**TEXT UNDER STUDY**
• • • •
This afternoon I heard Christopher Pyne on ABC afternoon radio in Sydney, going on about how spending $16 billion on the Building The Education Revolution schools program was a waste. As usual, I became hot under the collar listening to him, because the guy has figured out how to breathe through his ears whilst keeping up the patter. At the moment (and forgive me for the delay in this first post for AA) I am suffering from chronic dizziness due (I hope) to blocked ears, and I envy Mr. Pyne greatly for being able to inhale (and presumably exhale) through his own set of orifices. Chris can talk incessantly. The other two guests got in nary a word once he started up. In short, Pyne hijacked the program (as usual).
Chris’s thesis was that the Rudd government would have better spent the billions if they had put the money into training more teachers, upgrading curriculae, and in general looking to the long term. Putting aside my confident prediction that if Rudd had spent the money on teachers Chris would have been screaming he had caved in to the ugly face of entrenched unionism by aiding them in a grubby self-perpetuation scam, or that if he had formed an advisory group (employing, maybe, 20 people) to look into improving school curriculae around the country, it would have been yet another chapter of the Culture Wars whereby the lefty, latte-sippers were seeking to inculcate our kids with all the wrong kinds of ideas (and anyway, wasn’t the GFC response all about “Jobs! Job! Jobs!”?),
I thought to myself that for someone who had steered his country through the worst financial crisis in living memory, leaving Australia as just about the best of the best as far as the OECD is concerned, Kevin Rudd hasn’t done too badly. A plethora of chippies, sparkies, brickies, security engineers, fencers, concreters, plumbers, draughts-people, drivers and all the rest of the tradies who found themselves staring into the abyss when the GFC pall came down had a lot to thank Kevin Rudd and his government’s prompt school’s-based anti-rescession action for. Schools provided ready planning access, mostly ready-to-go projects (needing only finance), and few complications to get in the way of a quick start to proceedings. Almost any other field of infrastructure stimulus could have (and would have) become entangled with red tape, naysayers and do-gooders wanting something, anything else to be done as a matter of their own priority.
Sure, we started off from a solid economic base, left to us most recently by the Howard government, and before them the Keating and Hawke governments, but the fiscal ball could still have been dropped. We could have reined in spending, tightened the belt (as they say, and as Turnbull, Hockey and Nelson suggested vehemently) and trying to ride out the storm, with the inevitable middle class workers taking the hit on behalf of Big Business. But instead, Rudd “Spent! Spent! Spent!”, borrowing a small amount (and getting smaller as things improve) to do so. We are now better placed than almost any other country to profit from the global upswing around the corner.
• • • •
**RECORDS SUPPLIED**
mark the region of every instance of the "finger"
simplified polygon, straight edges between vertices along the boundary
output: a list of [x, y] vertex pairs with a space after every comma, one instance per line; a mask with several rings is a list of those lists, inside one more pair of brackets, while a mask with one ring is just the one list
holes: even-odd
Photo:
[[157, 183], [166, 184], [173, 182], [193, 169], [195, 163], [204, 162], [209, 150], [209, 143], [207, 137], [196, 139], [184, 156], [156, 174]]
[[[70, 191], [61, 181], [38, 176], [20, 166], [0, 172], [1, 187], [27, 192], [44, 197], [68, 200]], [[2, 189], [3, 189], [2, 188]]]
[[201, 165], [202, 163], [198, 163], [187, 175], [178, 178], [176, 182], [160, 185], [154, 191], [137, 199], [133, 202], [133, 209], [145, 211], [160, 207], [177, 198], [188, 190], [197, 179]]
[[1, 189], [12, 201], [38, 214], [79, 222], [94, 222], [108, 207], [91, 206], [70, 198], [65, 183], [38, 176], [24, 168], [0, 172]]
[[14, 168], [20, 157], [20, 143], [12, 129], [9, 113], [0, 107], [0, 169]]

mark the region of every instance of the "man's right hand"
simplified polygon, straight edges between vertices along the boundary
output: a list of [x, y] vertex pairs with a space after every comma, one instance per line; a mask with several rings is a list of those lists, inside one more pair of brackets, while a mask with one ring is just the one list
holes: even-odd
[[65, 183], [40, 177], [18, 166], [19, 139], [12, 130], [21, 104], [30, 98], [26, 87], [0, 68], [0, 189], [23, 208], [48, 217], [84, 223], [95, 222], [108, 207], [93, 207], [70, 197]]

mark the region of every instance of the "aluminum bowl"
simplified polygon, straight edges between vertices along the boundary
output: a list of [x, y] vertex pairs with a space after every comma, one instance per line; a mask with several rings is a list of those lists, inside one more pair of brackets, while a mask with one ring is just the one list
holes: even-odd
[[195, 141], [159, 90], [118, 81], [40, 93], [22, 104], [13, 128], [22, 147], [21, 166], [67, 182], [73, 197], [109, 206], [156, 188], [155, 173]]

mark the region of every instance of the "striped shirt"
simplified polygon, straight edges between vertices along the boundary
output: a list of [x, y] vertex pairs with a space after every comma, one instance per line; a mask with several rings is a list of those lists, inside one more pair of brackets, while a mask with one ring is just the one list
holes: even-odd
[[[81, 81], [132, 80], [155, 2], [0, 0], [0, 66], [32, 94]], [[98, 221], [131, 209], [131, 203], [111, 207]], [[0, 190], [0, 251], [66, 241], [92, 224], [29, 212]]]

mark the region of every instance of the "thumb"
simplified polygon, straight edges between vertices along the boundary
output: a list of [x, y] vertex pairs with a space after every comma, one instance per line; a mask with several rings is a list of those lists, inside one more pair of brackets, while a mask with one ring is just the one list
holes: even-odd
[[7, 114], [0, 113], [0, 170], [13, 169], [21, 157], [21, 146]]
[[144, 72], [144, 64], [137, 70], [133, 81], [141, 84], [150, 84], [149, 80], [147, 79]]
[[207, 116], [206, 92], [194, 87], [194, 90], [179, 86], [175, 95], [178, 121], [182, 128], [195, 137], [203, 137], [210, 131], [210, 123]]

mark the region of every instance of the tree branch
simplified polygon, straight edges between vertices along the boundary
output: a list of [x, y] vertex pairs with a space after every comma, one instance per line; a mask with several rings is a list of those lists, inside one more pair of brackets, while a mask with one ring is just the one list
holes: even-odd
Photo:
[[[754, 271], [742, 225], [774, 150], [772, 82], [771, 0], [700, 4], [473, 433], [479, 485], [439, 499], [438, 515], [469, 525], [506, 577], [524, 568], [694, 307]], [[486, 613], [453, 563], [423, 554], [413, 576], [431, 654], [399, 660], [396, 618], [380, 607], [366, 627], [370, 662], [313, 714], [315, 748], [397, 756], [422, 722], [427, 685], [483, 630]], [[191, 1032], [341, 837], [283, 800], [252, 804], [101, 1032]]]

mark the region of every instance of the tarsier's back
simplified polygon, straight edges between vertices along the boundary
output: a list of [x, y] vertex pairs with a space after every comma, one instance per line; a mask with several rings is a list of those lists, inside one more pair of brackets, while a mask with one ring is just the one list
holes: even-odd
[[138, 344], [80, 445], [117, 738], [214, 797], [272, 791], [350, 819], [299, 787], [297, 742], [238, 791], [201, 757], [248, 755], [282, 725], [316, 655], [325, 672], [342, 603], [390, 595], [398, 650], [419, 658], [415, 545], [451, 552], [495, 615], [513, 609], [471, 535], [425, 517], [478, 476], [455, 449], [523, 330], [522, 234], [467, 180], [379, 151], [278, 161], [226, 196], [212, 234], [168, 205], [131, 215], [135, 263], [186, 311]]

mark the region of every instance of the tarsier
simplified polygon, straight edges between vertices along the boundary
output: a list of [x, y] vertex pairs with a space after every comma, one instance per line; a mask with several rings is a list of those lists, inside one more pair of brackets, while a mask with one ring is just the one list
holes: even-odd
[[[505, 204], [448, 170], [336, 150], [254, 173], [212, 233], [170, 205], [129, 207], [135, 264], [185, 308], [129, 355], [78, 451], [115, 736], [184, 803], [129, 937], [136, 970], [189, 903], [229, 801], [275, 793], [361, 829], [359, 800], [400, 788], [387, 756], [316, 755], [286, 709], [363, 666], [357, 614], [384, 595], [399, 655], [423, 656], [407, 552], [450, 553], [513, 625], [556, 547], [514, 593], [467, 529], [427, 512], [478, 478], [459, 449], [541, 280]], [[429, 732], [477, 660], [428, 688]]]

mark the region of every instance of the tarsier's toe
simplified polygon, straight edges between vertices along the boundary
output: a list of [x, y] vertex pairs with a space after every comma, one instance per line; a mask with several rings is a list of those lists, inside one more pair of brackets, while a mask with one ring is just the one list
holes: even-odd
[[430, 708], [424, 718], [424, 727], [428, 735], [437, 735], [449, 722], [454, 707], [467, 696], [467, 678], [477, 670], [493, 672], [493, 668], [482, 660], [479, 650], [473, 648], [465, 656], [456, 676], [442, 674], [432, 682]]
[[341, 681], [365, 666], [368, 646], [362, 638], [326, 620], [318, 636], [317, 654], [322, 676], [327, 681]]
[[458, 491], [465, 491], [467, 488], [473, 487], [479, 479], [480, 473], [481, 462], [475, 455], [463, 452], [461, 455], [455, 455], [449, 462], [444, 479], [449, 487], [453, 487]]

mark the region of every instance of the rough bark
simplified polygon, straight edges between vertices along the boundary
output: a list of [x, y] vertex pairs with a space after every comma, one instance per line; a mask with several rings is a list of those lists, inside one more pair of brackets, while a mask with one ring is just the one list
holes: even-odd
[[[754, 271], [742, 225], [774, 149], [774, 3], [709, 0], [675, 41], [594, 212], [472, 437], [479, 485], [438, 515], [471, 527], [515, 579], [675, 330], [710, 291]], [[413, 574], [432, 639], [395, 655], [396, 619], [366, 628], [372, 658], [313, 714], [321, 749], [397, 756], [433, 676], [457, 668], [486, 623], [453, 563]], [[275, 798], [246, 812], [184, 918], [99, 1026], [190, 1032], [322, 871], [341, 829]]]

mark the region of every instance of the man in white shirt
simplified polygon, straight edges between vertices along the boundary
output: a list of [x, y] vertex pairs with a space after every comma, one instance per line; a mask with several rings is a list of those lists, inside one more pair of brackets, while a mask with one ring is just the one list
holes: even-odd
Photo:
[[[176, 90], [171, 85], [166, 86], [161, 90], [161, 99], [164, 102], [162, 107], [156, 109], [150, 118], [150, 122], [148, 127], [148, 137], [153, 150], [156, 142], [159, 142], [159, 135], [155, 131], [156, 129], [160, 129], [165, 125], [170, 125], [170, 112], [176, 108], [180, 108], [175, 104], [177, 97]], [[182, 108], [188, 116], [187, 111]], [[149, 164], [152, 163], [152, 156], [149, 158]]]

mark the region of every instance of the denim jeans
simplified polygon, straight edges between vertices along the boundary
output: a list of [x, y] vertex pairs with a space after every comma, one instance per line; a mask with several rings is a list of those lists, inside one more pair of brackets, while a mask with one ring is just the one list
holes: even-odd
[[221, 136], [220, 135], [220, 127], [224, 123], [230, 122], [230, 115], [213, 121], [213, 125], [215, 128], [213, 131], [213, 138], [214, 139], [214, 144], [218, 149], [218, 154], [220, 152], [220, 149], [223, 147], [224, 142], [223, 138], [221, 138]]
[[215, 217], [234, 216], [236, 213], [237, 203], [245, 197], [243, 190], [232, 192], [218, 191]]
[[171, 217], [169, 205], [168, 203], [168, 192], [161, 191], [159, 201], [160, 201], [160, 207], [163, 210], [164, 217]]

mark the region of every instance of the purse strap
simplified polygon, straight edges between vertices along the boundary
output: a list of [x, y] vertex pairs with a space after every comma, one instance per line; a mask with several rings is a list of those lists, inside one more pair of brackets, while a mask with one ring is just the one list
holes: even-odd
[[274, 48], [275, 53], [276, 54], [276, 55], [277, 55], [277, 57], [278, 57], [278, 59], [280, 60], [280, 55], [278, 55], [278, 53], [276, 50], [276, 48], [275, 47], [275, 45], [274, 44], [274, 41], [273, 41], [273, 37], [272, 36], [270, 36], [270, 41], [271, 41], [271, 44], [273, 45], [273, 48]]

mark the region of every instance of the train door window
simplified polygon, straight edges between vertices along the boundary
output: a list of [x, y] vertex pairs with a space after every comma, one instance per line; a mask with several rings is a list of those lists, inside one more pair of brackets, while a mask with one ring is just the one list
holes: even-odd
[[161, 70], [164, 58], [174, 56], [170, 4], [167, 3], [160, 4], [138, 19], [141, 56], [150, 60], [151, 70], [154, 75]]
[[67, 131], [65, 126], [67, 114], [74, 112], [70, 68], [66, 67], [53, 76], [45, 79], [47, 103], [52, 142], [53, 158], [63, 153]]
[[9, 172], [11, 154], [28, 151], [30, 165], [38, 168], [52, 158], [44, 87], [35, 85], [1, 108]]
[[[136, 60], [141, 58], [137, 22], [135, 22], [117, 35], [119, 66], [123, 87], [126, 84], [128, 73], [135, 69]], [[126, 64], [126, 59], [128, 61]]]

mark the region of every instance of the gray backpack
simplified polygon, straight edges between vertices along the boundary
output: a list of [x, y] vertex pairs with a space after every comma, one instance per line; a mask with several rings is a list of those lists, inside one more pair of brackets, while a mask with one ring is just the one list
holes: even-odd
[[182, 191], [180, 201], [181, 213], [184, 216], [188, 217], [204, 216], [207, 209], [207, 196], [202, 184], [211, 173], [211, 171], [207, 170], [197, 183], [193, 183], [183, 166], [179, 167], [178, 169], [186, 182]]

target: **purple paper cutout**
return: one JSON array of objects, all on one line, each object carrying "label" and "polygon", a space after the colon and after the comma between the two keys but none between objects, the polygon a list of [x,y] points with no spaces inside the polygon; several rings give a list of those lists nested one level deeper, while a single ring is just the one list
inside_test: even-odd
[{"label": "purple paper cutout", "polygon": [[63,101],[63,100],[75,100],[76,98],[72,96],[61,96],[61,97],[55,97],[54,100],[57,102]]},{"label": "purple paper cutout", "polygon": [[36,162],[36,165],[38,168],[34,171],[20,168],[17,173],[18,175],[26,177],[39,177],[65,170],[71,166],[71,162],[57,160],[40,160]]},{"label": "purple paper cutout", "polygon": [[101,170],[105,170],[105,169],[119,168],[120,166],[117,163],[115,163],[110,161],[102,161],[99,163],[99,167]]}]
• • • •
**SET OF TASKS**
a: According to the post, how much money was spent on the Building The Education Revolution schools program?
b: Extract from the post the part that opens with the words containing "This afternoon I" and closes with "program (as usual).".

**RESPONSES BY TASK**
a: $16 billion.

b:
This afternoon I heard Christopher Pyne on ABC afternoon radio in Sydney, going on about how spending $16 billion on the Building The Education Revolution schools program was a waste. As usual, I became hot under the collar listening to him, because the guy has figured out how to breathe through his ears whilst keeping up the patter. At the moment (and forgive me for the delay in this first post for AA) I am suffering from chronic dizziness due (I hope) to blocked ears, and I envy Mr. Pyne greatly for being able to inhale (and presumably exhale) through his own set of orifices. Chris can talk incessantly. The other two guests got in nary a word once he started up. In short, Pyne hijacked the program (as usual).